William Pfaff -- International Herald Tribune
Wednesday, 12 September 2001

 

PARIS -- The first thing that must be said about the attacks in New York and Washington on Tuesday is that they have demonstrated the vulnerability of the United States, as of any modern society, to an intelligently prepared and determined attack.

Military officials and the uniformed and civilian analytic agencies attached to the U.S. defense establishment have for decades formulated speculative scenarios of attack on the nation, but their work has all but invariably been dominated by the high-technology mind-set of the Pentagon and by the engineering ethos of American society.

The planning has always suffered from the planners' assumption that their opponent would attack them in a manner symmetrical to the defenses they already had or that they planned to have.

Thus they concentrated speculation and planning on the danger of attack with mass-destruction weapons, probably using more or less high-technology methods. The discussion has almost entirely concerned missile attacks, rogue nuclear weapons and chemical and biological agents. Rogue commercial aircraft were not interesting to defense planners.

The real lesson, which was not learned, was provided nearly 60 years ago, shortly before the end of World War II, when an American medium bomber, lost in the fog, crashed into the Empire State Building in New York City -- then the country's highest building.

The lesson was that exotic methods and high technology are not necessary to produce devastating results. On Tuesday the lesson was validated. You merely need to crash three old-fashioned airplanes into vulnerable targets to produce mass panic in the United States, shutdown of most of the government and evacuation of the centers of Washington, New York and other major cities.

The second lesson was that the psychological and political consequences of such an event are not primarily measured by the scale of the casualties but by the unexpectedness and drama of the attack. So long as the attack remains anonymous, the fear and panic increase.

The effect sought is demonstration of the vulnerability of those who are targeted -- and the continuing vulnerability of those who might be targeted the next time. It is to demonstrate that high-technology defenses, of the kind in which the United States takes pride, can easily be circumvented, using simple methods. It is to demonstrate that there is no real defense against an anonymous attack that makes use of the ordinary functioning of civilian society.

• • • • • • •

--- Tasks to perform ---
a. Answer these questions from the column on the September attacks:
(i) What crashed into the Empire State Building shortly before the end of World War II?
(ii) What has the planners' discussion almost entirely concerned?
(iii) Rather than by the scale of the casualties, by what does the column say the psychological and political consequences of such an event are primarily measured?
b. Repeat the part of the column on the September attacks word for word, from "The effect sought" up to and including "of civilian society.".

• • • • • • •

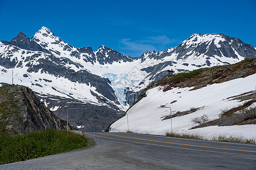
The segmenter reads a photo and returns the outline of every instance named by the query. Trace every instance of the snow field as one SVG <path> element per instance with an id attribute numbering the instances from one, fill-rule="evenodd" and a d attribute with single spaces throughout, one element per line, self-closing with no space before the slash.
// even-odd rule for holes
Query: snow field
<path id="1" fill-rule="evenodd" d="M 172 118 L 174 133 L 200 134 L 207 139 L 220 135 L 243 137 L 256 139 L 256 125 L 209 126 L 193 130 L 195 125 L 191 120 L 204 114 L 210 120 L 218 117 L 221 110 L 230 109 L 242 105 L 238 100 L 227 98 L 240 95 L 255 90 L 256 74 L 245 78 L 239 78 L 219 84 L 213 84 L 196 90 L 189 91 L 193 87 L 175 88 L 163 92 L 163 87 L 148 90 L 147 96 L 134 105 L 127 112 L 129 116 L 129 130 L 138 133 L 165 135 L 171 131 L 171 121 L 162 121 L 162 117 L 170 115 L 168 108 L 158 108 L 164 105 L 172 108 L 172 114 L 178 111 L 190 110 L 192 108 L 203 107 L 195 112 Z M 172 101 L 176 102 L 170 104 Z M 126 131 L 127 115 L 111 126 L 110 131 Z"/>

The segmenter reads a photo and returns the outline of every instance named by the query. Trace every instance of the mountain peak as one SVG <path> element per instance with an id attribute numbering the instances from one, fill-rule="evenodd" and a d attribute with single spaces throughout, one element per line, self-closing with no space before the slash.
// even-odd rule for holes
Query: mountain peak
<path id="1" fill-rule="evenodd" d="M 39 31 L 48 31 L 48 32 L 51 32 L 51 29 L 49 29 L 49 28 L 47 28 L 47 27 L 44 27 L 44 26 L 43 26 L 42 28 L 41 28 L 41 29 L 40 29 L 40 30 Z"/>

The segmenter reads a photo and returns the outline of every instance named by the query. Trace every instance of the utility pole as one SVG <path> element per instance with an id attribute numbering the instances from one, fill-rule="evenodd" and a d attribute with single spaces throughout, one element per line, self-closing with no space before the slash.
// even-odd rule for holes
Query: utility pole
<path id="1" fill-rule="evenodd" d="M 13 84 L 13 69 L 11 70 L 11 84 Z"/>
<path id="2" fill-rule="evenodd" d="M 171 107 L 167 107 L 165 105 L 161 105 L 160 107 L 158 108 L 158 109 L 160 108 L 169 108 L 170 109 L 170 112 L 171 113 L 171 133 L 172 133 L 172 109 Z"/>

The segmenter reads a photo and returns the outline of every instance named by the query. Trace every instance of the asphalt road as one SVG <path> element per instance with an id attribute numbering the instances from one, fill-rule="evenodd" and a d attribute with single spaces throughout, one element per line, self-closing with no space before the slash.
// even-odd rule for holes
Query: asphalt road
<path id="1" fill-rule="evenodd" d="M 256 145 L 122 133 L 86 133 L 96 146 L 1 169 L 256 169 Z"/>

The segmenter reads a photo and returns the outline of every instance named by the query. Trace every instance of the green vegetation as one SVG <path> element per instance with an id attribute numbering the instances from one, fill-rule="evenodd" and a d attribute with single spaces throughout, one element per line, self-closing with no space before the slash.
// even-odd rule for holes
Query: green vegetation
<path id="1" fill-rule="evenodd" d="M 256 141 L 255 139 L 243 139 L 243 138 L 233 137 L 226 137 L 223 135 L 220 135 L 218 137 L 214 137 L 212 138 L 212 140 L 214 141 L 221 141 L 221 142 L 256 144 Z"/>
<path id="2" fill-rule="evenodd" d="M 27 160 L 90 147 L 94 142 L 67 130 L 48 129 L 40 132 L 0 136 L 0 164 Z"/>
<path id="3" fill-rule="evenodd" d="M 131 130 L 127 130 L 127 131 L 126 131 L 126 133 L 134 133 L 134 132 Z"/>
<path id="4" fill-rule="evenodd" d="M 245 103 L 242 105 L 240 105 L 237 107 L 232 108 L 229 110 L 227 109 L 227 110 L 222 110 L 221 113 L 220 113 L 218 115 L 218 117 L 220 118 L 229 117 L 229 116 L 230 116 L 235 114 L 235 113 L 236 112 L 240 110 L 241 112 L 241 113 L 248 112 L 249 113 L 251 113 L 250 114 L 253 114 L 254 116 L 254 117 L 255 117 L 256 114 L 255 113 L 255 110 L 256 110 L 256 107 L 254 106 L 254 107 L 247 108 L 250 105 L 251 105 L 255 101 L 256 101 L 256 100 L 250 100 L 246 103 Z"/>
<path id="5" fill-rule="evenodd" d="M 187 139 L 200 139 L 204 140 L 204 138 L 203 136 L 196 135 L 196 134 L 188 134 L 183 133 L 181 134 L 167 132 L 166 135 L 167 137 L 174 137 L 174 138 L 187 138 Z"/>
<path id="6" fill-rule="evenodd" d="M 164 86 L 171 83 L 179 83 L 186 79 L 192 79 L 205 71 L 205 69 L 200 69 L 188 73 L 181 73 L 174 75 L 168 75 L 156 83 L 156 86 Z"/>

• • • • • • •

--- Outputs in order ---
a.
(i) An American medium bomber, lost in the fog.
(ii) Missile attacks, rogue nuclear weapons and chemical and biological agents.
(iii) By the unexpectedness and drama of the attack.

b.
The effect sought is demonstration of the vulnerability of those who are targeted -- and the continuing vulnerability of those who might be targeted the next time. It is to demonstrate that high-technology defenses, of the kind in which the United States takes pride, can easily be circumvented, using simple methods. It is to demonstrate that there is no real defense against an anonymous attack that makes use of the ordinary functioning of civilian society.